# WRITTEN PROBLEM
Identify each line in the items below that contains the word "metal" and copy those lines out. Case counts when matching.

+--

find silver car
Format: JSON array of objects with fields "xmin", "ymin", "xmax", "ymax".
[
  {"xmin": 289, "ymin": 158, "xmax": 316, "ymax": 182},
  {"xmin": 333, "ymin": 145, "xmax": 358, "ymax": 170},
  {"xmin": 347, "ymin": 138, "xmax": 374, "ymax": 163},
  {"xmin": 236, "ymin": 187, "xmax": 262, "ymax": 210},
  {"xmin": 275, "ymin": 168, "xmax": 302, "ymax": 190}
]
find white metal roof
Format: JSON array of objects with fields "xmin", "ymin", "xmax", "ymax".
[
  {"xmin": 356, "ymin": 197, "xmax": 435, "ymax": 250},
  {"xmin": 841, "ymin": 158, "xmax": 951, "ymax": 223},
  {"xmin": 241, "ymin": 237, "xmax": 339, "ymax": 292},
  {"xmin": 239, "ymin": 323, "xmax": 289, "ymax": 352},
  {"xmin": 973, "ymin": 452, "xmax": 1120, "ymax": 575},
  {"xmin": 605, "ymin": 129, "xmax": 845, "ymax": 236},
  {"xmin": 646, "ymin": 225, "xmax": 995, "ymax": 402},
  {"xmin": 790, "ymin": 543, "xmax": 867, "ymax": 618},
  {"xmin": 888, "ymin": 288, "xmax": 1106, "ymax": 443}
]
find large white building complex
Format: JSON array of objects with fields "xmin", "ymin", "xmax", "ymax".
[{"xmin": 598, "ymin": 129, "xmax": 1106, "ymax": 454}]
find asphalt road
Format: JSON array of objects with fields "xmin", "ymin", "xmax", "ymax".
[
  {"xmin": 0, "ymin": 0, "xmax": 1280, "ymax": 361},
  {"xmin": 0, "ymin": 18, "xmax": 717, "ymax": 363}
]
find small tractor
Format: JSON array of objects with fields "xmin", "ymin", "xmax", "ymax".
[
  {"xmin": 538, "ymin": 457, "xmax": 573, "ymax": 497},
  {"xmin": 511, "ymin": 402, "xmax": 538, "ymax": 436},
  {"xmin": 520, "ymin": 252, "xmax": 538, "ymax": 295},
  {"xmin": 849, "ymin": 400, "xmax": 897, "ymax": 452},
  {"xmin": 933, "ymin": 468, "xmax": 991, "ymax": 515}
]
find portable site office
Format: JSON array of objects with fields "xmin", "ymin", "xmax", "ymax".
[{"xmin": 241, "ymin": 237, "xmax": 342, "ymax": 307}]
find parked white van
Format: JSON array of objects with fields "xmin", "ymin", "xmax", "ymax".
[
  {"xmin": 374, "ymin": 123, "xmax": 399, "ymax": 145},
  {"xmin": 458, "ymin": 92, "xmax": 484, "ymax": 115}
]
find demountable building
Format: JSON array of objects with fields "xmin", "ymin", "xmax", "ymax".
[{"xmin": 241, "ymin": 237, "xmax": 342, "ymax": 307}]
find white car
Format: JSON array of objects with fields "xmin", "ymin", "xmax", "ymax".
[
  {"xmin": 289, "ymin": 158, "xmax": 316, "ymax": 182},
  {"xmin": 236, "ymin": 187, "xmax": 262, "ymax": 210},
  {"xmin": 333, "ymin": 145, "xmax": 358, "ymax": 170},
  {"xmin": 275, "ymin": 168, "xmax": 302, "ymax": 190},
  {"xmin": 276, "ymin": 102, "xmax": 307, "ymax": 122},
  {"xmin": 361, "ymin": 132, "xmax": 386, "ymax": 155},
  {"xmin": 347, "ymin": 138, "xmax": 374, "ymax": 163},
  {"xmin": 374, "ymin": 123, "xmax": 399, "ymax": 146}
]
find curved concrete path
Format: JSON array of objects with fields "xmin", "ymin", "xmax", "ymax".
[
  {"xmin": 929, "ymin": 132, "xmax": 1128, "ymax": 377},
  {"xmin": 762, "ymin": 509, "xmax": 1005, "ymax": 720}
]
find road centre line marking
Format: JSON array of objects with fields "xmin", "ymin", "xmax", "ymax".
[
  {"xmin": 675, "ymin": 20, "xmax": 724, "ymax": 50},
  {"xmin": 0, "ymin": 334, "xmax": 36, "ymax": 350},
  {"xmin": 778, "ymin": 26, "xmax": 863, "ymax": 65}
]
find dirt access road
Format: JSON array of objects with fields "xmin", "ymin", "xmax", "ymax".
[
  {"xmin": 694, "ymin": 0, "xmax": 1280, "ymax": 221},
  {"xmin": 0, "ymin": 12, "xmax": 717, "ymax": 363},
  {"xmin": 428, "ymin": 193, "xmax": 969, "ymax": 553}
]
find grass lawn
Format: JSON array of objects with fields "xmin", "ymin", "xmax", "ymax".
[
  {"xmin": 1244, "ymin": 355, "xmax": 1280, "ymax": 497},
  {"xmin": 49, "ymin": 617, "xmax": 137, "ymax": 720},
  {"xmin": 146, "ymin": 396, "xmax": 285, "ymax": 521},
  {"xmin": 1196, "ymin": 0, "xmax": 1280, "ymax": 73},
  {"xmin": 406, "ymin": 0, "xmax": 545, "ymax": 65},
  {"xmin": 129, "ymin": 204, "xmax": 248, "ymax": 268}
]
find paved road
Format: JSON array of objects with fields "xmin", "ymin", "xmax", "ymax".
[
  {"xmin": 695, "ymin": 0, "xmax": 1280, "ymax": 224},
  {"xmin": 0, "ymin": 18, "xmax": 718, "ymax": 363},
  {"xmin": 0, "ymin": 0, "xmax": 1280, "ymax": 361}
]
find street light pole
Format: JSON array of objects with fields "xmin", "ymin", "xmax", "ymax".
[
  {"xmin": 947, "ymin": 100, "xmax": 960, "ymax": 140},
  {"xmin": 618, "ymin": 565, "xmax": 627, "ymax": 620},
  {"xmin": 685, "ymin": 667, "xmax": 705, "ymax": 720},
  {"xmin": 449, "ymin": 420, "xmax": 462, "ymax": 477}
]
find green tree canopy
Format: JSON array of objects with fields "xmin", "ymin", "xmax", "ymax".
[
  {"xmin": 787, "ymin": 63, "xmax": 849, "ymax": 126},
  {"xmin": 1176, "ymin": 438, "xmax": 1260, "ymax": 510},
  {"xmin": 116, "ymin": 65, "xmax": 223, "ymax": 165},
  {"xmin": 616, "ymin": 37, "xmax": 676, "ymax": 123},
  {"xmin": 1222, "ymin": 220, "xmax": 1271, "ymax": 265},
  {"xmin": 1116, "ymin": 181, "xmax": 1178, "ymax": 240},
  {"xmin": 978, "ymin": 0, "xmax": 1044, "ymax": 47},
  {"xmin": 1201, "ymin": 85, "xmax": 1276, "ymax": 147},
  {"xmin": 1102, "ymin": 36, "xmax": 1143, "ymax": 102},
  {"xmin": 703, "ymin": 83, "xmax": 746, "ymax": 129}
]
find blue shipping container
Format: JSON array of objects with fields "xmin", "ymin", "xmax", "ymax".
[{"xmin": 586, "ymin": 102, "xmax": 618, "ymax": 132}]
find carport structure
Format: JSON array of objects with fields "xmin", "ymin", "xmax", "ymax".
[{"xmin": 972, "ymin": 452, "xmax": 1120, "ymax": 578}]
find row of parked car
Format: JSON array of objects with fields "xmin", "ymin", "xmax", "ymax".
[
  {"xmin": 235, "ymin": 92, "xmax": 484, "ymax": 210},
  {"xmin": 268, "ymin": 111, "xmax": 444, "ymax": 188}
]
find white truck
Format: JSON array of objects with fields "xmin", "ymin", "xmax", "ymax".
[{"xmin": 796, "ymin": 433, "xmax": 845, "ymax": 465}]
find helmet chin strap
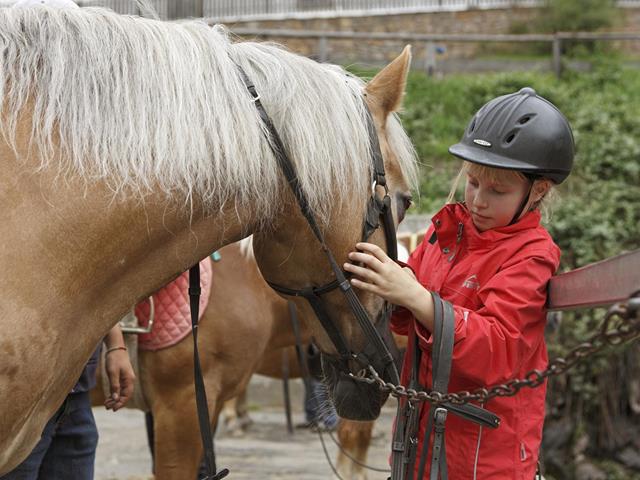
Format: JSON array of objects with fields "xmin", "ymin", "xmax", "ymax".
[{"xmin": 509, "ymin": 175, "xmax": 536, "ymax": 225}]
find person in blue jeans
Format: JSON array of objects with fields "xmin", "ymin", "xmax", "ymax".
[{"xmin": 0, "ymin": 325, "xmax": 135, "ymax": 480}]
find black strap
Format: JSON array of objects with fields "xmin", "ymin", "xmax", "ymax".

+--

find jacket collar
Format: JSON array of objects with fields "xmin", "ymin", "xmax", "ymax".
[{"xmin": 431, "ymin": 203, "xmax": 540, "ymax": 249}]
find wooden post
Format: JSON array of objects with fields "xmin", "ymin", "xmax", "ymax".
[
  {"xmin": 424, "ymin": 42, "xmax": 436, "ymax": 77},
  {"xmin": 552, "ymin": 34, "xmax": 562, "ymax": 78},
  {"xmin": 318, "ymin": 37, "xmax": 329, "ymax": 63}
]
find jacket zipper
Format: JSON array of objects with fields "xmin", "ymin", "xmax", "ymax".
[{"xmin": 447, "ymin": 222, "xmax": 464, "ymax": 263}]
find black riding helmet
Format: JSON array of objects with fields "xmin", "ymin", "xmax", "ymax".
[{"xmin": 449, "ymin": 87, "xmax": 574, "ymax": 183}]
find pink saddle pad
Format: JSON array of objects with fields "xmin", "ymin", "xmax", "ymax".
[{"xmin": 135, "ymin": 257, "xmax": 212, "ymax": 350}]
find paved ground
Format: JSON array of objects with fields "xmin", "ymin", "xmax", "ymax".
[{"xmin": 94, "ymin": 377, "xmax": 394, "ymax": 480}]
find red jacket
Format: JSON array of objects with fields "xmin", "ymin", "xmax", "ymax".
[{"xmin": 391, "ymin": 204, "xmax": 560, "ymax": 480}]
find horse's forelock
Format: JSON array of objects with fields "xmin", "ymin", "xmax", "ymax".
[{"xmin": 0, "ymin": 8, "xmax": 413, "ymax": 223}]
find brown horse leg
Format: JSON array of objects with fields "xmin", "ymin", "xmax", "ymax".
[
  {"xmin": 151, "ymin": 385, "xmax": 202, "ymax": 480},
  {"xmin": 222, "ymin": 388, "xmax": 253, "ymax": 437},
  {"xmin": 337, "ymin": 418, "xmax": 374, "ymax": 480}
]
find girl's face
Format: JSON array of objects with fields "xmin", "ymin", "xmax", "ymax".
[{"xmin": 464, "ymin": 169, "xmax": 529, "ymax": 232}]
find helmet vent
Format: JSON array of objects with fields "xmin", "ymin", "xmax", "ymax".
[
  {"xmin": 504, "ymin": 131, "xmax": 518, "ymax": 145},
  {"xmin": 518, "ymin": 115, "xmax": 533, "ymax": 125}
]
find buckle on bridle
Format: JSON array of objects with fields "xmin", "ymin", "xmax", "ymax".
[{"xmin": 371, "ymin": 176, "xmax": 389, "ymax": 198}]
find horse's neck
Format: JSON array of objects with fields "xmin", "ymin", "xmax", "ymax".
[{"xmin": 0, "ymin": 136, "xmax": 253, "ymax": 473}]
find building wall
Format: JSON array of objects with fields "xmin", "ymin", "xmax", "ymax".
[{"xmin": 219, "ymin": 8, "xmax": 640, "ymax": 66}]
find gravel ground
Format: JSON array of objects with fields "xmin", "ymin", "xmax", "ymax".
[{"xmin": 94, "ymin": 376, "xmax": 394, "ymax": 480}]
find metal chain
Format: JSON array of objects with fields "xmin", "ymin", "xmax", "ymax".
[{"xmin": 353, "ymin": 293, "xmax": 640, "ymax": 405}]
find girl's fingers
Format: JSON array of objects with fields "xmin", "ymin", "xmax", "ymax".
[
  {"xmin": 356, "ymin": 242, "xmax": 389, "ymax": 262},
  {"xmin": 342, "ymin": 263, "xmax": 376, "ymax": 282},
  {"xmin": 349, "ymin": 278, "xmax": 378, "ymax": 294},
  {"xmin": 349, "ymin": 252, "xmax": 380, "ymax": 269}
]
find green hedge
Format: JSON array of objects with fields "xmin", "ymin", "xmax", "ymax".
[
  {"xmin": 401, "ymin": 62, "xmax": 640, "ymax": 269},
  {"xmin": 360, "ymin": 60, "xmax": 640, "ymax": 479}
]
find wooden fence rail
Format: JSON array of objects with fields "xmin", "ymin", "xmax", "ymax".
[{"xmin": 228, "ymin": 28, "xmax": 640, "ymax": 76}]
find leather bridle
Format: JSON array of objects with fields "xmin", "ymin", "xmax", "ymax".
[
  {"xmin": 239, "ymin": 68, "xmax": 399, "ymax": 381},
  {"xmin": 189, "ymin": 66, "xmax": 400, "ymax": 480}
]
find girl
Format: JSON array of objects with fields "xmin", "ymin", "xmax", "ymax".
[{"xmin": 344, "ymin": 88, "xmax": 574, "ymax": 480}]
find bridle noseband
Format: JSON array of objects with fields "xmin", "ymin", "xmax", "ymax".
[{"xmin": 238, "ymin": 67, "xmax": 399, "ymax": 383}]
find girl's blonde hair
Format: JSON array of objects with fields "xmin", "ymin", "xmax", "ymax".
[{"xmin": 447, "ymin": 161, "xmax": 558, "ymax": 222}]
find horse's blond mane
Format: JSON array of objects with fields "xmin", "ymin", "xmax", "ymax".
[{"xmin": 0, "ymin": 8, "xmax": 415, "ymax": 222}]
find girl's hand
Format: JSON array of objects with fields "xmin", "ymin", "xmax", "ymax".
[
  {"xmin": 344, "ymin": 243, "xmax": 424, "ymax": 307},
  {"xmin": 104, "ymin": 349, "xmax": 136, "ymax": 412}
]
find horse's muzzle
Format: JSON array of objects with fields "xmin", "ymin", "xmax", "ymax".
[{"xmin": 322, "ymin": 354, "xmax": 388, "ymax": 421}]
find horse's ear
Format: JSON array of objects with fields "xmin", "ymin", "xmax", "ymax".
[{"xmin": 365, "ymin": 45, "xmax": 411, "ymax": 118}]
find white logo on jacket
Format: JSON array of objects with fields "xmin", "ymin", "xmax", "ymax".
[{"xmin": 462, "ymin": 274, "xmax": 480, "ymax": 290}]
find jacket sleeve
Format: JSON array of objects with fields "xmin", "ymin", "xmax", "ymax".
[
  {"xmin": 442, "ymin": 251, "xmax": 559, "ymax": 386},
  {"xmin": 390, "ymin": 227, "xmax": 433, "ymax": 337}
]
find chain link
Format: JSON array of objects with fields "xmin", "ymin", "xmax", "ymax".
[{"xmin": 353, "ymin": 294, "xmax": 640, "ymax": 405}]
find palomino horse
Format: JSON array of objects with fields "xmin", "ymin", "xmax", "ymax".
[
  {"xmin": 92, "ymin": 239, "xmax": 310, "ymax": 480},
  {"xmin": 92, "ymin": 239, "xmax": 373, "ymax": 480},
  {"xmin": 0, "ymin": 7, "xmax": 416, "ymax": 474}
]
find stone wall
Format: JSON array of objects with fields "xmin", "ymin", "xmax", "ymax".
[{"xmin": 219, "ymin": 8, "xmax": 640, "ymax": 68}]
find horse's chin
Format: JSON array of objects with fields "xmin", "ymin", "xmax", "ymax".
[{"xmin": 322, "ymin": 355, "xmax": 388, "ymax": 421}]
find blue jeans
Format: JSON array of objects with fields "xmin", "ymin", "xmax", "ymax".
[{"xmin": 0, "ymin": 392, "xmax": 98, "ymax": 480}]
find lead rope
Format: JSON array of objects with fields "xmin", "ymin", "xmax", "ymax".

+--

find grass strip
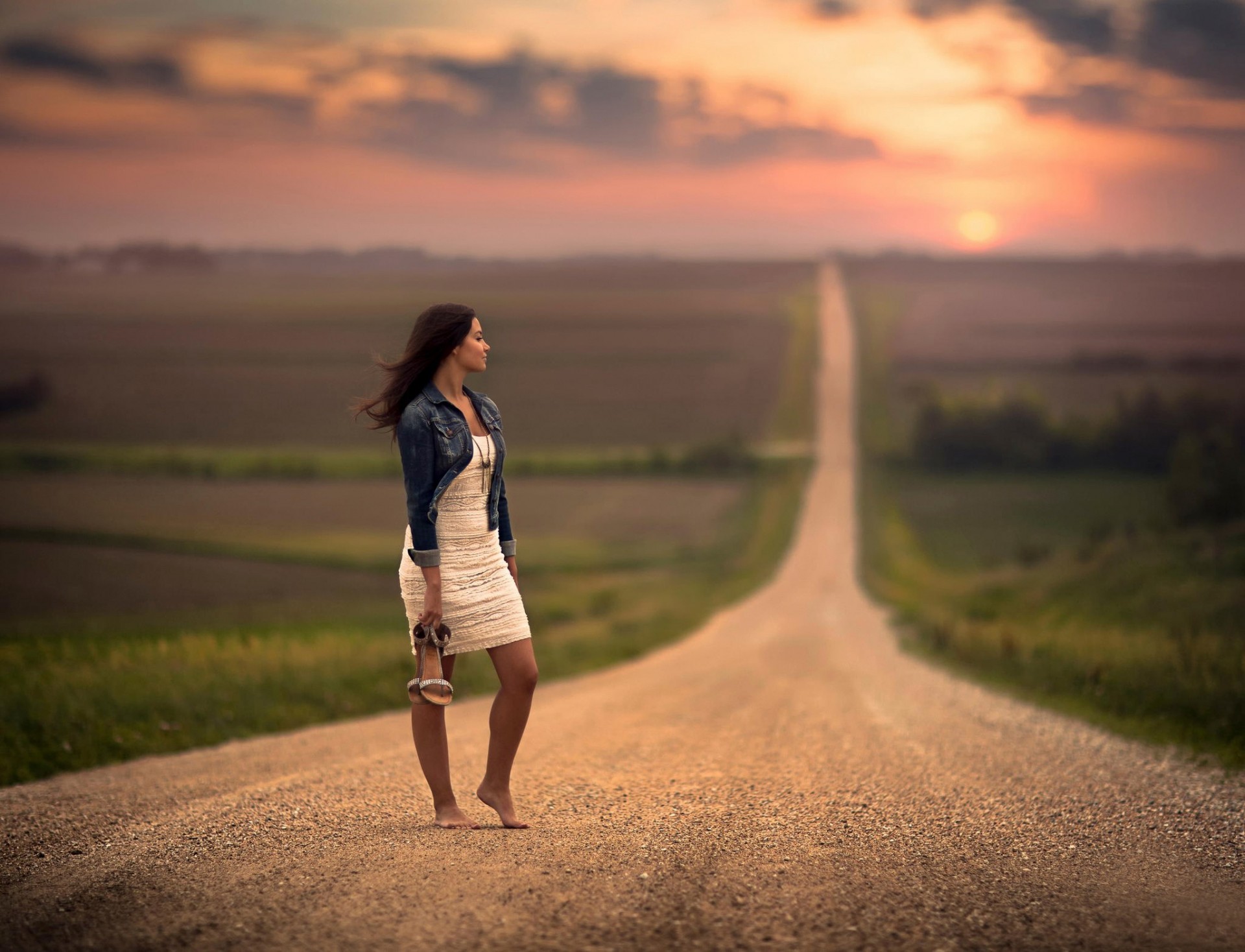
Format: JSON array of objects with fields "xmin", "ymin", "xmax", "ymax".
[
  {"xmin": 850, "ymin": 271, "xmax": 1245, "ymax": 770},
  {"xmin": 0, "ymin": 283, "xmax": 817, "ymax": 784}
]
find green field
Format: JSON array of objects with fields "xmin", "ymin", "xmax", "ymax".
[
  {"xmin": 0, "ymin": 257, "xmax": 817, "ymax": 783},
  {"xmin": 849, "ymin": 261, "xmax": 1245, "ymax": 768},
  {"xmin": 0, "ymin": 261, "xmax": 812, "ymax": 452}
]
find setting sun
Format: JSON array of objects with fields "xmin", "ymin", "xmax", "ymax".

+--

# ANSWER TO THE EXERCISE
find white metal roof
find metal chain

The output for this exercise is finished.